▸ DATA EXCERPTS
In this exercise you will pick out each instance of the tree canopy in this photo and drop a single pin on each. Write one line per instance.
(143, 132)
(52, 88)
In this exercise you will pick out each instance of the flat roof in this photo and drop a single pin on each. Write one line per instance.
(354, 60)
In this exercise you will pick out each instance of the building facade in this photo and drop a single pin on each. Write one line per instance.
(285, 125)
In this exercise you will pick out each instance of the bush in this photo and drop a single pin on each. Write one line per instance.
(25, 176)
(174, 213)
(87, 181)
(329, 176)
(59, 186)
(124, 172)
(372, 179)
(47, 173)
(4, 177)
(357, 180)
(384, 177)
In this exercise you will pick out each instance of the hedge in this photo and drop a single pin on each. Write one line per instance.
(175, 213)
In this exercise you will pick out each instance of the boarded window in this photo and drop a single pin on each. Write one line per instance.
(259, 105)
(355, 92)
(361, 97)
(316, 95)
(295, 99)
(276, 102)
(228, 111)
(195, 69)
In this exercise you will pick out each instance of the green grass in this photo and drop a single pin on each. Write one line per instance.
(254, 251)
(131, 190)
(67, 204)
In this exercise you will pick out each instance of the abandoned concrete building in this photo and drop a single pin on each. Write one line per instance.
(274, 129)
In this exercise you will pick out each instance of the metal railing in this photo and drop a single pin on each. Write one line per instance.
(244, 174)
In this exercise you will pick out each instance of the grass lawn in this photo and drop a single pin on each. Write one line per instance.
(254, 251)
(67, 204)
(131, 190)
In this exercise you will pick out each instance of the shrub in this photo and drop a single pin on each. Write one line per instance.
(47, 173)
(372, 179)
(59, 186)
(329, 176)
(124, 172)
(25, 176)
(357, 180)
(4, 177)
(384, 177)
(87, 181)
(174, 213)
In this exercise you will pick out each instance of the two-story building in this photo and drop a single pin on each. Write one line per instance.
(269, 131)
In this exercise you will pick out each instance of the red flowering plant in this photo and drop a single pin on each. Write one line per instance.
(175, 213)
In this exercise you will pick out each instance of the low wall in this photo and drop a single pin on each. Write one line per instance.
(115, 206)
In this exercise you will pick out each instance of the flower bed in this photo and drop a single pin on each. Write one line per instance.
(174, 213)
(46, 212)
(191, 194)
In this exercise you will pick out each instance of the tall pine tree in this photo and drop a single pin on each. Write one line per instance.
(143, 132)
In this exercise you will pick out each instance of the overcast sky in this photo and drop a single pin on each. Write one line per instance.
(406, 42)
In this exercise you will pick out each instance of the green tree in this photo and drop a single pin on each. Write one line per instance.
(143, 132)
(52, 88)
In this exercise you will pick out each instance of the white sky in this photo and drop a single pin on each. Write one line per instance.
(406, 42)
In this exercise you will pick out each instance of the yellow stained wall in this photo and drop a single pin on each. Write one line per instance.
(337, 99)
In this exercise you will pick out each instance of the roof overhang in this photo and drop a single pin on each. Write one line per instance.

▸ WHAT TO WORK ON
While keeping every line the same, please copy out all the records.

▸ THE COMPLETED TASK
In this exercise you will pick out each instance of the tree canopy in this photo and drop a single pin on each. Write one line per instance.
(143, 132)
(52, 88)
In this exercise you will pick out each instance of the flat roof in this photo and drop a single pin on each. Write one line per instance.
(354, 60)
In this exercise you will pick out each instance of the building facade in this photo and drop a single pin on each. Write one line per instance.
(285, 125)
In this exercise you will pick out each instance of the bush in this photo and drop a single pin on each. Write one line per instance.
(25, 176)
(174, 213)
(87, 181)
(329, 176)
(59, 186)
(124, 172)
(372, 179)
(47, 173)
(4, 177)
(357, 180)
(384, 177)
In this exercise you will pick out each instance of the hedge in this photo and drop a single pin on each. Write one line per instance.
(175, 213)
In this exercise you will pick out each instance of the boarded window in this photo and drop a single pin on each. Write one line per instance.
(259, 105)
(355, 92)
(361, 97)
(316, 95)
(295, 99)
(276, 102)
(228, 111)
(195, 69)
In this exercise you will pick out each instance of the green grass in this photo and drop a single pin on each. Write one line per instance.
(254, 251)
(131, 190)
(67, 204)
In this exercise you will pick out each instance of the abandoned concrete building in this photo and drop a single pin on each. Write one line per instance.
(274, 129)
In this exercise you will pick out each instance of the metal railing in this photo and drop a single pin on each. Write one line per instance.
(244, 174)
In this exercise you will pick out each instance of the grass lawn in this photo and drop a single pin on each. Write one line per instance.
(254, 251)
(67, 204)
(131, 190)
In this exercise you will pick out each instance of the shrub in this photo and drop a single pin on each. Write one line per instance.
(47, 173)
(372, 179)
(59, 186)
(329, 176)
(124, 172)
(25, 176)
(357, 180)
(4, 177)
(384, 177)
(87, 181)
(174, 213)
In this exercise you will pick out each instance of the two-story building in this photo and drop a single pin on each. Write one line per instance.
(269, 131)
In this exercise you will pick out each instance of the red flowering plant in this photo and drop a single pin on each. Write one line per instance.
(175, 213)
In this exercise you will pick out each instance of the low wall in this photo and drop a single pin on each. Write one line per instance.
(115, 206)
In this exercise you will pick out each instance of the flower bed in this photo and drop a single pin on each. Write one line per instance.
(174, 213)
(46, 212)
(191, 194)
In this exercise you will pick out each instance of the tall pine tree in this photo and drop a single pin on each. Write one line per instance.
(143, 132)
In this exercise you will pick out each instance of the overcast sky in this photo and drop a single pin on each. Write one line per instance.
(406, 42)
In this exercise you will pick out each instance of the green tree in this photo and drop a single pin on each. Write one line per instance.
(143, 132)
(52, 88)
In this exercise you will pick out each instance of the white sky in this photo and drop a single pin on each. Write one line per instance.
(406, 42)
In this exercise you will pick out each instance of the yellow stained wall in this photo and drop a single pin on each. Write one line per instance.
(337, 99)
In this exercise you will pick out each instance of the roof overhang in this photo and drop a single pin on each. Write one line per instance.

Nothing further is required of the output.